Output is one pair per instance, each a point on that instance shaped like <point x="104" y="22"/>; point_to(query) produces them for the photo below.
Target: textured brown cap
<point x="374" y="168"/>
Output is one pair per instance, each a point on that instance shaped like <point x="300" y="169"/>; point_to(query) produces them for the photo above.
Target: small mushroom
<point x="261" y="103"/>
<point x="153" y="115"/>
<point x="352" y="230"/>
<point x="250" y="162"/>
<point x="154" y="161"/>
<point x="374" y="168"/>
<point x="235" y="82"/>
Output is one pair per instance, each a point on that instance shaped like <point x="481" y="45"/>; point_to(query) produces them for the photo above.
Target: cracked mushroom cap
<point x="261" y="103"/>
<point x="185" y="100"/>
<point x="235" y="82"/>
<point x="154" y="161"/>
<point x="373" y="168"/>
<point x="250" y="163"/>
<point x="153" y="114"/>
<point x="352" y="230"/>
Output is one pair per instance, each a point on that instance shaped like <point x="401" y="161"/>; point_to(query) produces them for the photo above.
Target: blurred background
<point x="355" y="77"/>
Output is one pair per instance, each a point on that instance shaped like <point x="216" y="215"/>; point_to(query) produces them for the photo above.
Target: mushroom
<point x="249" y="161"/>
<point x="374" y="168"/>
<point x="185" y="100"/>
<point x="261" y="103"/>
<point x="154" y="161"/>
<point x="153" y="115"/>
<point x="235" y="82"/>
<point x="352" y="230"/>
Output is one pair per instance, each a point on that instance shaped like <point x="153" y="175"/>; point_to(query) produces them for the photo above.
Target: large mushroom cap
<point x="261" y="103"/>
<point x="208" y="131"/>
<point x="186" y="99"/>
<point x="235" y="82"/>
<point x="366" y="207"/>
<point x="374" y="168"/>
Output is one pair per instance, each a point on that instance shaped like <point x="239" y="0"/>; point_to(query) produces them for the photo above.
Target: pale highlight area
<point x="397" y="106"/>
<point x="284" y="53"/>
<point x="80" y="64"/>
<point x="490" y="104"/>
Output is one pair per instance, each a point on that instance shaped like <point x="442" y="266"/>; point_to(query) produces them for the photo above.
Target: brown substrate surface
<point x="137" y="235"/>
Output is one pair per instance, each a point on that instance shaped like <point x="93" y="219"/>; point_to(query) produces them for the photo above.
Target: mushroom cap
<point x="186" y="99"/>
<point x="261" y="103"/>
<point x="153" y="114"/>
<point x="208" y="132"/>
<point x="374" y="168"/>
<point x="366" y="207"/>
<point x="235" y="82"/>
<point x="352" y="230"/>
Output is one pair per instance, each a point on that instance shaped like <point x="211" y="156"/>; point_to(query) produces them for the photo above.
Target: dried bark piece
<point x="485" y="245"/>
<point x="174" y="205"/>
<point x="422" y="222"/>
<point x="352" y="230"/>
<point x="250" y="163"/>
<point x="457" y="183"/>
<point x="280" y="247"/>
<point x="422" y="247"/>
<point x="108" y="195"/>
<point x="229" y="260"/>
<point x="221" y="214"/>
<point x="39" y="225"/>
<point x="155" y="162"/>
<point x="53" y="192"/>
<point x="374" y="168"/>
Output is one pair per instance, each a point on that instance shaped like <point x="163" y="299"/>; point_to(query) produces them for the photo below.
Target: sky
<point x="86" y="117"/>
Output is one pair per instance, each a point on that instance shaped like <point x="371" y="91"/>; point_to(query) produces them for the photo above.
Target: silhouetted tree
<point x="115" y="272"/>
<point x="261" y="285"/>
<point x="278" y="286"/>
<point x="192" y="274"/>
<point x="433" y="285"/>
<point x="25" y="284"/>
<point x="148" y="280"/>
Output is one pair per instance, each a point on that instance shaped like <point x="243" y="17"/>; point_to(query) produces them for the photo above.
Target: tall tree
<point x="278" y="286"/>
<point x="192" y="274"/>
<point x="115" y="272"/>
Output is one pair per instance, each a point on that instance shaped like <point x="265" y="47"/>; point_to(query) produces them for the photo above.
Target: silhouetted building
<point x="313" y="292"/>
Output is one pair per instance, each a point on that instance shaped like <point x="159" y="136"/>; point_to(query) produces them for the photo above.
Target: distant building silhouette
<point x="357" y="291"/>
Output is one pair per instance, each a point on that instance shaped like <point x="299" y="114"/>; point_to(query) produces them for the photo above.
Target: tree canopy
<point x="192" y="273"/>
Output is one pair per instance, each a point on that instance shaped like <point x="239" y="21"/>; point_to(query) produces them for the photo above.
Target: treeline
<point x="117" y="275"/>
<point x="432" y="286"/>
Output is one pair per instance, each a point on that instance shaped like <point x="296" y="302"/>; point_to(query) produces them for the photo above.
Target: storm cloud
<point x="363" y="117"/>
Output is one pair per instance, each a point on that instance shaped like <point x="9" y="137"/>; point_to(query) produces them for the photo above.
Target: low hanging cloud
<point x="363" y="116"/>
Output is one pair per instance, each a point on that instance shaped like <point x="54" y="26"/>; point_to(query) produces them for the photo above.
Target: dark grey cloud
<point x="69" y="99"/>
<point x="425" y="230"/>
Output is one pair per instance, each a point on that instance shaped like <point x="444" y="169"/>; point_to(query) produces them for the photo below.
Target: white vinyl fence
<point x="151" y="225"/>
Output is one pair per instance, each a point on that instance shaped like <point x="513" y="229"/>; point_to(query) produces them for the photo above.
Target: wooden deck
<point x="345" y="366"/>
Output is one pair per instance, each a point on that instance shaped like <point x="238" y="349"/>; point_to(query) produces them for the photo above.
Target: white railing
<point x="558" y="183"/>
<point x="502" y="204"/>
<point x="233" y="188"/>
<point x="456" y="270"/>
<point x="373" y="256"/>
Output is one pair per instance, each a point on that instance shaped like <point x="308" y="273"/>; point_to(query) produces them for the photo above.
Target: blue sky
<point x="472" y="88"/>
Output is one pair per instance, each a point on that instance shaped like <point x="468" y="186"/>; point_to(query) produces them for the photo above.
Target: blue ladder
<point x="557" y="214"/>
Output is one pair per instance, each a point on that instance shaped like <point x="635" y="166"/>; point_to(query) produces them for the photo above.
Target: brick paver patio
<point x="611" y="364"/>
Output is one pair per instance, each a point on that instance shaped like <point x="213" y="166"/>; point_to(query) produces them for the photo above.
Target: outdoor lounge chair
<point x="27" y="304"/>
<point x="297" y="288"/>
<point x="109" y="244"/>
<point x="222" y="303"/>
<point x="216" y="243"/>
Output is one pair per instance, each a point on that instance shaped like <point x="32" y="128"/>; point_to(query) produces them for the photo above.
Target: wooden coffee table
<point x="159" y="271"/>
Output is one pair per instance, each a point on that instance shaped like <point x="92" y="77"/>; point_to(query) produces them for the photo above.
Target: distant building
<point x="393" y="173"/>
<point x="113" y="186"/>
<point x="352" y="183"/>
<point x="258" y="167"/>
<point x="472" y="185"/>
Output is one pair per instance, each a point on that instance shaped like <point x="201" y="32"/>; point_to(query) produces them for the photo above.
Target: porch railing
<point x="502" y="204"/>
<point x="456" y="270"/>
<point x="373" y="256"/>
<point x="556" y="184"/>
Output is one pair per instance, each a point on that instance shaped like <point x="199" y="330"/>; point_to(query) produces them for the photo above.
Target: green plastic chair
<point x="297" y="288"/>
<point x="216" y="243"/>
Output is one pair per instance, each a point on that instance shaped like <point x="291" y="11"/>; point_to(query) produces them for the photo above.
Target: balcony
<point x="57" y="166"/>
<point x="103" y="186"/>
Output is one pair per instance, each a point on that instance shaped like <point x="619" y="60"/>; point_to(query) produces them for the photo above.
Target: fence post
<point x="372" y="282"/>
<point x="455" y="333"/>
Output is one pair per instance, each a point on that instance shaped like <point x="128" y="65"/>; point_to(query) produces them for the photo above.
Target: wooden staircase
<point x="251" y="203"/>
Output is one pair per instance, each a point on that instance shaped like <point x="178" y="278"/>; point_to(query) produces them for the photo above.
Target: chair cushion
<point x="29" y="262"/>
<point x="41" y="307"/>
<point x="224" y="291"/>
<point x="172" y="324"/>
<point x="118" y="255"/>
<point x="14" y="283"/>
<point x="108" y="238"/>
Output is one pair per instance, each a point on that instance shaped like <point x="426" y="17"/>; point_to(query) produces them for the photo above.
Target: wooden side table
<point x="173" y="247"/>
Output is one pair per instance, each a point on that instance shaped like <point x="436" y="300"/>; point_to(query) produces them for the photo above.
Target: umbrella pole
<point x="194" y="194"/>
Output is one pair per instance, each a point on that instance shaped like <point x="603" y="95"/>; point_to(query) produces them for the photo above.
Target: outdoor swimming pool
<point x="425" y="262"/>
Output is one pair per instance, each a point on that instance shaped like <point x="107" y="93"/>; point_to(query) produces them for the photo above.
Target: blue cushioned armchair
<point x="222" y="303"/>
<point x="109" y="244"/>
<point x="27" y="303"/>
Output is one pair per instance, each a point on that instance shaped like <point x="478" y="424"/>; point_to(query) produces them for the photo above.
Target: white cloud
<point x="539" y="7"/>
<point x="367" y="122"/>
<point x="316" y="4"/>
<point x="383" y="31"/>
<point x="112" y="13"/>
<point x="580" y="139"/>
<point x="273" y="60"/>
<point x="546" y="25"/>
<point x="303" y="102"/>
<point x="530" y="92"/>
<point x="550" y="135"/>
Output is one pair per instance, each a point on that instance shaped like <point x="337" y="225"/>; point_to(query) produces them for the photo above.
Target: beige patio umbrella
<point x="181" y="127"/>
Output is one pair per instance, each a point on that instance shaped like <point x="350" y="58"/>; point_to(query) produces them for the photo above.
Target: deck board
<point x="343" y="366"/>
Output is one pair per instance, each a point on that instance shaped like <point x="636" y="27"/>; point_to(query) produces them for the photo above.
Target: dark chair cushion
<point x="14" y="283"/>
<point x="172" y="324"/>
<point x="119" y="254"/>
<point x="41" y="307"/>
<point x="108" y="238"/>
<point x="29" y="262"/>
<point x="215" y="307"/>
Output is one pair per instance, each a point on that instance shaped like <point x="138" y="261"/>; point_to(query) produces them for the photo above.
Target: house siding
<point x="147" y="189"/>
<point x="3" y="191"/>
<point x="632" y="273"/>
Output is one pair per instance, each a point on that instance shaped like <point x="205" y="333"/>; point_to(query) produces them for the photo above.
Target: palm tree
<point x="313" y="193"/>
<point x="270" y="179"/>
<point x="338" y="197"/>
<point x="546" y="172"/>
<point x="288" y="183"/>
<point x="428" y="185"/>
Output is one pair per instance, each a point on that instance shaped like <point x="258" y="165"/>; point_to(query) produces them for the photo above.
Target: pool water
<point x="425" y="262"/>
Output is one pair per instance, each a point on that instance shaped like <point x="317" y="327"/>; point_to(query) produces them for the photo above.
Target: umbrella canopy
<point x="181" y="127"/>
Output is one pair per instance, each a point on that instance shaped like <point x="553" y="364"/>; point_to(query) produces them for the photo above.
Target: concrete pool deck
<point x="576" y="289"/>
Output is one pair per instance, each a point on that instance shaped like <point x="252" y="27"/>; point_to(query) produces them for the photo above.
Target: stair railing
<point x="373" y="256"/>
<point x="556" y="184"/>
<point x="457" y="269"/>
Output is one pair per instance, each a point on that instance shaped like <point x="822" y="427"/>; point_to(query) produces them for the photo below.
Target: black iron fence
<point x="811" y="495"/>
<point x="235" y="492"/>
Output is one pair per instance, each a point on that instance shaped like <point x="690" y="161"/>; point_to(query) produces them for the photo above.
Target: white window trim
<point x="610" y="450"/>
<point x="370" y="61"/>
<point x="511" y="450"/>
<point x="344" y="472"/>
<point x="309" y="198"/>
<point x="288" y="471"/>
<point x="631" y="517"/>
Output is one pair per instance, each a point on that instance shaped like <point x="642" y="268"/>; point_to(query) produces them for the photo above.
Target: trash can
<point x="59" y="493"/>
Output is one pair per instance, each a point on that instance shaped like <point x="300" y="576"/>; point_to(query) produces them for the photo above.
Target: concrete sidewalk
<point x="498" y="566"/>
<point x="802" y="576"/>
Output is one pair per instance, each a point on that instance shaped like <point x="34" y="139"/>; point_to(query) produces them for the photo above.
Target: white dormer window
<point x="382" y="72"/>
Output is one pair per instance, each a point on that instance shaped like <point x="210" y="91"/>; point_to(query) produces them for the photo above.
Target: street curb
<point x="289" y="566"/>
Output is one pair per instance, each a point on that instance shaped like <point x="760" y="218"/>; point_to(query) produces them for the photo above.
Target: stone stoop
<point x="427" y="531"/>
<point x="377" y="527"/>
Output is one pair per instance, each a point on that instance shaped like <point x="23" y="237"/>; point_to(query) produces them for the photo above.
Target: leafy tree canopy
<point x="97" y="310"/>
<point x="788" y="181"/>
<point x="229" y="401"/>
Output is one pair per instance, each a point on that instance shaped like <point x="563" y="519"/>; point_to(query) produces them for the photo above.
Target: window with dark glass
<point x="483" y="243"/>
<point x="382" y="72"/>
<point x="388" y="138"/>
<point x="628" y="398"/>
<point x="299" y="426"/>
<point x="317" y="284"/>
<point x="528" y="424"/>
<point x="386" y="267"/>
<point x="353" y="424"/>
━━━━━━━━━━
Extract every line of the rows above that contains the word "canopy".

Target: tree canopy
Target: umbrella canopy
Target: leafy tree canopy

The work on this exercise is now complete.